● EXERCISE OBJECTIVE:
Repeat word for word the part of the Emin Ahmed profile starting with "Youth career" and going on through "(loan) / 3 / (0)".

Emin Ahmed

Personal information
- Full name: Emin Zülküf Ahmed
- Date of birth: 10 March 1996 (age 29)
- Place of birth: Chernoochene, Bulgaria
- Height: 1.72 m (5 ft 8 in)
- Position(s): Right back / Winger

Team information
- Current team: Botev Galabovo
- Number: 15

Youth career
- 2010–2015: Beroe

Senior career*
- Years: Team / Apps / (Gls)
- 2015–2019: Beroe / 28 / (1)
- 2017: → Nesebar (loan) / 6 / (0)
- 2018: → Vereya (loan) / 7 / (0)
- 2019: → Dunav Ruse (loan) / 3 / (0)
- 2019: Lokomotiv GO / 3 / (0)
- 2019–: Botev Galabovo / 11 / (0)

International career
- 2016–2018: Bulgaria U21 / 3 / (0)

= Emin Ahmed =

Bulgarian footballer

Emin Аhmed (Емин Aхмед; born 10 March 1996) is a Bulgarian footballer of Turkish descent who plays as a right-back for Botev Galabovo.

== Career ==

=== Beroe ===
Ahmed bеgan his career in Beroe Stara Zagora. On 23 September 2015 he made his debut for the team for the Bulgarian Cup against Svetkavitsa Targovishte. 4 days later he made his official debut in the A Group for the team.

● ENTRIES PROVIDED:

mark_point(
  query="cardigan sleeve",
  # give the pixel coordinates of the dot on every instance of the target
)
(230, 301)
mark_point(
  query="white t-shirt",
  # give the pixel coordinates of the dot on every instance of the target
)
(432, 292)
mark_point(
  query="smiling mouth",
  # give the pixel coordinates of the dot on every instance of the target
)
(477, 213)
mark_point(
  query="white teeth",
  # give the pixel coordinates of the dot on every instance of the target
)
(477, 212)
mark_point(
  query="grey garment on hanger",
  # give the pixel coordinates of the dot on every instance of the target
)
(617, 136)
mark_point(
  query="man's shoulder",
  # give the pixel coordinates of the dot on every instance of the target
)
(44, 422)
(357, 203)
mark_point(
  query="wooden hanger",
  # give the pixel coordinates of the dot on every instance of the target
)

● RESPONSE:
Youth career
- 2010–2015: Beroe

Senior career*
- Years: Team / Apps / (Gls)
- 2015–2019: Beroe / 28 / (1)
- 2017: → Nesebar (loan) / 6 / (0)
- 2018: → Vereya (loan) / 7 / (0)
- 2019: → Dunav Ruse (loan) / 3 / (0)